Selected extract:
The world would never be the same.
Already the center of the poker universe, California became even more so. The largest poker rooms -- the
Bicycle Casino first, and then
Commerce Casino later -- were
so large that you could fit every poker game in Nevada inside them. Due to a tax seizure, for several years in the 1990s the second
largest poker room in the world, the Bicycle Casino, was owned by the United States government, which profited tens of millions of
dollars from this first Texas Holdem boom.
effect was even greater because the rest of the state did not offer Holdem games for about a year after Los Angeles county (where
there was a court ruling allowing the games) and Santa Cruz county (where local cardroom owners got the country sheriff and city chief
of police to allow them to spread the games as long as Los Angeles was). This led to local booms wherever Holdem was first introduced.
Oaks Club in Emeryville, near Oakland, was
the first large Northern California club to be able to offer Holdem games. As the local players learned the game, vultures/rounders
from all over the West relocated to "help" the locals with their learning process. This phenomenon replayed itself in every
small cardroom in the state over the next eighteen months until the
Garden City cardroom (at the time
the largest in Northern California) finally was allowed to spread the Texas Hold'em in late 1989. Even after the process had
previously occurred up and down the state, the San Jose Holdem games for the next six months are legendary.

Rows of box annotation data

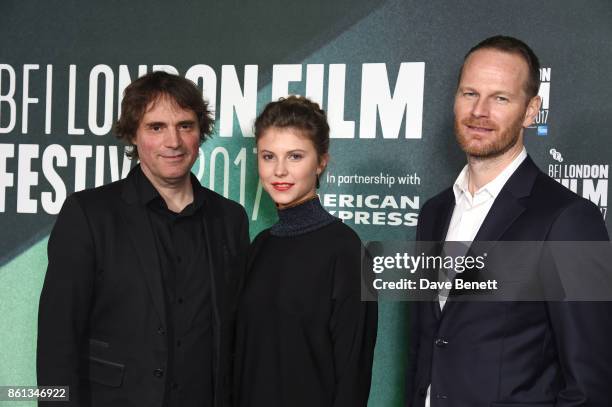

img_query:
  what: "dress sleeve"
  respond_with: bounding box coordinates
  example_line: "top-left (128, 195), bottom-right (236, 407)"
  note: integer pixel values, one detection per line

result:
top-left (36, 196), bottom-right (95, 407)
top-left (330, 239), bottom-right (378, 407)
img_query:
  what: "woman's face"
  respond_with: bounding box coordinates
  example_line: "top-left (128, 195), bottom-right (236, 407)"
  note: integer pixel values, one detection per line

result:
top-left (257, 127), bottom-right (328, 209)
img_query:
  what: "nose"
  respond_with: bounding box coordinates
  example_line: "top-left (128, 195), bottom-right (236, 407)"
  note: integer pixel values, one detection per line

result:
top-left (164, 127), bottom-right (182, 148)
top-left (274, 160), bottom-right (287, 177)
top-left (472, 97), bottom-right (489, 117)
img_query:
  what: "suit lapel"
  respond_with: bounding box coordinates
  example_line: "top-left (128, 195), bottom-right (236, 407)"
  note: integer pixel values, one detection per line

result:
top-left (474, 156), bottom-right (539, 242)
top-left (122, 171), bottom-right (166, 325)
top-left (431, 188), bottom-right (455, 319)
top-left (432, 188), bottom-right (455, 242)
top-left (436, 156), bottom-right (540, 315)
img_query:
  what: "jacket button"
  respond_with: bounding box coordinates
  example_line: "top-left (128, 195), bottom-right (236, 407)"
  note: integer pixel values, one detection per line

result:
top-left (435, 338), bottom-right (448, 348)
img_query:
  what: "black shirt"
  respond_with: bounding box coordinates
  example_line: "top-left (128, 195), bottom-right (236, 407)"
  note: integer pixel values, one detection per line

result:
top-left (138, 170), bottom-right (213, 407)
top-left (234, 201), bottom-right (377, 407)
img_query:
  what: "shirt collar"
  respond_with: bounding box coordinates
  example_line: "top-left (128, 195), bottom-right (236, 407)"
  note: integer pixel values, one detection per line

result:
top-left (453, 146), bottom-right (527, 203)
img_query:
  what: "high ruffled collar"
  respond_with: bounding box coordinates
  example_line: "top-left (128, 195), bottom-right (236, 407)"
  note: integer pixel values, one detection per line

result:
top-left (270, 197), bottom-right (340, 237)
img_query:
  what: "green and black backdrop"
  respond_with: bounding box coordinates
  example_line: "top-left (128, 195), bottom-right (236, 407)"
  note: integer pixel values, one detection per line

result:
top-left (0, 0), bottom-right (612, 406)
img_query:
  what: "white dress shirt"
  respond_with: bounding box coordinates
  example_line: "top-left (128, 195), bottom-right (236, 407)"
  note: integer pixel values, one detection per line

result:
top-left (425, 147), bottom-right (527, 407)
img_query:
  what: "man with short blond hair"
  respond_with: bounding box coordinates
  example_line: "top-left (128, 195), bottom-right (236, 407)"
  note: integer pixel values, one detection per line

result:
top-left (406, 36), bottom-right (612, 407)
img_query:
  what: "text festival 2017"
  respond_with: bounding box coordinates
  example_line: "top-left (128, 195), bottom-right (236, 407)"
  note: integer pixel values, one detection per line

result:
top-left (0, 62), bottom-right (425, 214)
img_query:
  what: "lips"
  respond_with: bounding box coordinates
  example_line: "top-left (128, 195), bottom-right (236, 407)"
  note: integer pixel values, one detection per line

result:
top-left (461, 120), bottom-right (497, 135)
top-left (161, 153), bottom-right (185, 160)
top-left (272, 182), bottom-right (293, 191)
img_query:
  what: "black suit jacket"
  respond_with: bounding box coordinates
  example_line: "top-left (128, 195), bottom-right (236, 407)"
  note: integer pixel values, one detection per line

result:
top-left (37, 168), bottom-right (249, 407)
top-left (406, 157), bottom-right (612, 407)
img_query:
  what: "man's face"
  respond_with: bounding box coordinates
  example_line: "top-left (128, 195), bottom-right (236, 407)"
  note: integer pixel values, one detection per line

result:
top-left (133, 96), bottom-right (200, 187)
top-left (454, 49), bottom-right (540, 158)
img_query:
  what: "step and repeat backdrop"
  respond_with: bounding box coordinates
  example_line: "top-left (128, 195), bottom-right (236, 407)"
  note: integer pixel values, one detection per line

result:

The task:
From the text on the California poker boom, return the passage that begins at the words "Already the center" and stops after "was first introduced.". The entries have no connection to the text about California poker.

Written answer:
Already the center of the poker universe, California became even more so. The largest poker rooms -- the
Bicycle Casino first, and then
Commerce Casino later -- were
so large that you could fit every poker game in Nevada inside them. Due to a tax seizure, for several years in the 1990s the second
largest poker room in the world, the Bicycle Casino, was owned by the United States government, which profited tens of millions of
dollars from this first Texas Holdem boom.
effect was even greater because the rest of the state did not offer Holdem games for about a year after Los Angeles county (where
there was a court ruling allowing the games) and Santa Cruz county (where local cardroom owners got the country sheriff and city chief
of police to allow them to spread the games as long as Los Angeles was). This led to local booms wherever Holdem was first introduced.